### TASK DESCRIPTION
In your copy, each line below is repeated exactly and no image appears.

### SUPPLIED MATERIAL
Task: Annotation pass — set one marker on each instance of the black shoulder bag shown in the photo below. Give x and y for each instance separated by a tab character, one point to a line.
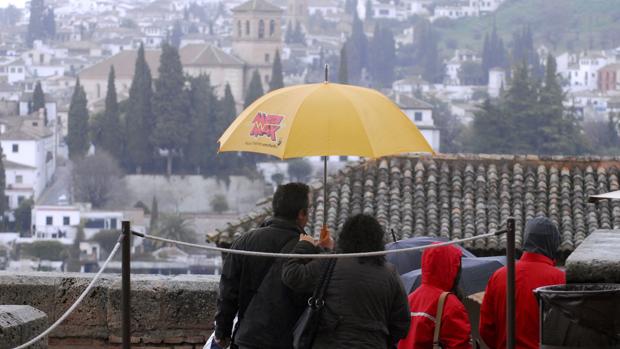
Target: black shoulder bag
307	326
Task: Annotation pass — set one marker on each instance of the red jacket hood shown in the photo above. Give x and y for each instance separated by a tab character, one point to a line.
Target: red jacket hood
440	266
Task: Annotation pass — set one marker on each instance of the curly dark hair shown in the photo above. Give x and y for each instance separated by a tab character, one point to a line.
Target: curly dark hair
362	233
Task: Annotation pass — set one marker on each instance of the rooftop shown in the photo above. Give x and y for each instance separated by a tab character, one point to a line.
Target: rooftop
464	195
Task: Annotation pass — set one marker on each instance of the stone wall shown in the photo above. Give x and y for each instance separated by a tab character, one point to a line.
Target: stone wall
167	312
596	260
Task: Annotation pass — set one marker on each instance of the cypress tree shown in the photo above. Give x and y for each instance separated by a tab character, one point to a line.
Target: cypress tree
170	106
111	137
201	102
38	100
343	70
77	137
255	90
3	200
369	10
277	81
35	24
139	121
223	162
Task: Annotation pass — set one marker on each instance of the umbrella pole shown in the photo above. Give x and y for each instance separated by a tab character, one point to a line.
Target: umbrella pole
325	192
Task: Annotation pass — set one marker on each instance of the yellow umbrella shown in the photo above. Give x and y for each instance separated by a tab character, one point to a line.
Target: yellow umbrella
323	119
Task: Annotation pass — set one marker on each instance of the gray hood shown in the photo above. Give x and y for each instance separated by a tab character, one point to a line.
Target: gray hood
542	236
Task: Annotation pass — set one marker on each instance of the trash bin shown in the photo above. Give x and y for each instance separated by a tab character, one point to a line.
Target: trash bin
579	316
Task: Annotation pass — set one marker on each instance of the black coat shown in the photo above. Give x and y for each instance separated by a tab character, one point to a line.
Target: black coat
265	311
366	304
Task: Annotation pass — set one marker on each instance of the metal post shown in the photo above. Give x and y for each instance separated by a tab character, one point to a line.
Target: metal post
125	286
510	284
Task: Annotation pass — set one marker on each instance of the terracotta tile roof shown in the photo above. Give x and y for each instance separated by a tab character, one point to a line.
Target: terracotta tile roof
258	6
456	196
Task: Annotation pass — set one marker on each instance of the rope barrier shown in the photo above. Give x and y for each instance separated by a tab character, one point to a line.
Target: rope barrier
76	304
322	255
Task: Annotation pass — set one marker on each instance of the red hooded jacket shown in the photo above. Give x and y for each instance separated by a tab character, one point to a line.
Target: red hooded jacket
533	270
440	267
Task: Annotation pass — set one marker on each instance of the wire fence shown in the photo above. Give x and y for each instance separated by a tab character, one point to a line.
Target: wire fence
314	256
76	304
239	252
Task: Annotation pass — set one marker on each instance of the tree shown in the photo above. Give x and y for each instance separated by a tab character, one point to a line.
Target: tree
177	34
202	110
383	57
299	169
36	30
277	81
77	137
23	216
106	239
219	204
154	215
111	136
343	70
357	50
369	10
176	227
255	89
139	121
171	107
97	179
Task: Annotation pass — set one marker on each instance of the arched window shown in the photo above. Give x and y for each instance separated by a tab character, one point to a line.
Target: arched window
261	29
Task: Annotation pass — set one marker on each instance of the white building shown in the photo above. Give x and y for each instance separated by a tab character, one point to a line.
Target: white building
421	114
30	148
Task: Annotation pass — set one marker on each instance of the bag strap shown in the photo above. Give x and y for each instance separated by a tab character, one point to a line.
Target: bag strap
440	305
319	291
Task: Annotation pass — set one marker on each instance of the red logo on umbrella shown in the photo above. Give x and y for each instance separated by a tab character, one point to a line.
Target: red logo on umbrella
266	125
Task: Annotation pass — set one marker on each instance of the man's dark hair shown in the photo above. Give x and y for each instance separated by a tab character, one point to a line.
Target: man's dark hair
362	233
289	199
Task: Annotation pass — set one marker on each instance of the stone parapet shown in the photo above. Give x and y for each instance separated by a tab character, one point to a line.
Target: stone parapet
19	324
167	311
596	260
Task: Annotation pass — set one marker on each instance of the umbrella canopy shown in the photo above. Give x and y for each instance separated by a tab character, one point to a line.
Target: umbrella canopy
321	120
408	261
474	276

### SOLUTION BELOW
Task: Annotation pass — set one marker on each instance of the black shoulder bag shown in the photo below. Give x and y for each instance separated by a tab character, one point to a line.
Target: black shoulder bag
307	326
Task: Annotation pass — set one marker on each instance of the red jacket hood shown in the photo above. Give x and y for each instance separated by a tab character, one point to a line.
Target: red jacket hood
440	266
Task: Annotation pass — set one marker on each instance of the curly dark hair shown in the photo above. Give x and y for each instance separated by a tab character, one point to a line.
Target: curly dark hair
362	233
Task: Annotation pass — set one marker on each instance of the rooftop shown in the photo above. Give x and y for each instance separated by a tab character, one point to a line.
Target: rooftop
464	195
Task: Annotation pass — set one marker on each instance of the stone wall shown in the photo above. Give x and y for each instance separated by a tab character, one point to a line.
Target: stone wall
167	312
596	260
Task: Annotation pass — set one marker on each instance of the cypress tree shown in the photo above. Give x and y for each instance separated by a tab character, one point to a line.
Target: cypress tree
170	106
111	137
201	102
38	100
343	70
77	137
255	90
3	200
369	10
277	81
35	24
139	121
223	162
Task: Annotation pass — set one marker on each instance of the umbrella pole shown in the photo above. Give x and y for each instance separated by a tab character, one point to a line.
Target: umbrella pole
325	192
Task: Annotation pass — set one marker on each instance of the yellow umbrella shown in the photo above. Give x and y for each instance separated by a tab character, one point to a line.
Target: yellow umbrella
323	119
Task: Annotation pass — set one marker on each instance of the gray hood shown in the photo above. Give x and y for each instance separated by a tab character, one point to a line.
Target: gray hood
542	236
Task: Annotation pass — set one marker on each instance of the trash bin shown in the photo above. Give x and y for each instance separated by a tab character, one point to a line.
Target: trash bin
579	316
Task: Annotation pass — set one marker on each instance of the black coat shown in the photo above. Give x and y for each instance separated by a tab character, one point to a line.
Target: black coat
265	311
366	304
Task: Annotation pass — set one marker on each instance of the metal post shown in the photo above. Give x and y for each instance separated by a tab character, one point to a line.
Target: metal post
125	286
510	284
Task: Annotation pass — set one marker on each instance of the terracotta tile roof shown in the photo above. Give x and y for each instance separated by a tab character, one point to a line.
Target: terracotta tile roof
258	6
456	196
Task: Annotation pass — set one marker on each instance of the rope barrier shown in the photo above. Give x and y for each instance separated by a tab character, one point to a line.
Target: rope barrier
76	304
322	255
Task: Annotation pass — set one marker on each instance of the red hooded jacket shown in the photo above. Give x and y for each instance separated by a tab character, one point to a line.
Target: red hooded jacket
533	270
440	267
Task: Annotation pass — set one marker on each instance of the wire fence shown in the photo above. Give x and y for each instance separated by a tab character, one point to a line.
Target: wire fence
314	256
76	304
239	252
Task: Annotation pass — set one marker on each instance of the tree shown in the photo above. Give x and y for each instance separated by a tab character, one point to a line.
Target: tree
177	34
202	110
383	57
299	169
36	30
277	81
77	137
23	216
106	239
219	204
154	215
111	136
343	70
357	50
369	10
176	227
255	89
139	121
171	107
97	179
Task: Annotation pass — set one marker on each instance of the arched window shown in the photo above. Give x and y for each instance separated by a tab character, one point to a line.
Target: arched window
261	29
Task: Annotation pass — set one marker on each instance of the white building shown in the photo above. Give x and y for each instance separated by a tab character, one point to a line.
Target: white building
421	114
30	148
Task: Annotation pass — set one marker on each instance of the bag strap shown in the photo above. Give x and y for each instance separated by a tab character, one point to a line.
Target: bag strap
440	305
319	291
Task: Annotation pass — set one marker on each instance of the red logo on umbrella shown in the photo above. Give x and y for each instance separated by a tab character, one point to a line.
Target: red logo on umbrella
266	125
Task: Annotation pass — set one marker on each instance of the man's dark hair shown in the photo above. Give x and y for each instance separated by a tab character, one point to a line.
Target: man's dark hair
362	233
289	199
Task: Annotation pass — set one marker on each instance of the stone parapet shown in the photo above. Give x and y for each instance separated by a tab character, one point to a line.
Target: stone parapet
19	324
167	311
596	260
Task: Annotation pass — set one marker on each instance of the umbrella canopy shown in the photo above. Give x and y for each instance separated by a tab character, one point to a line.
Target: umbrella canopy
321	120
408	261
474	276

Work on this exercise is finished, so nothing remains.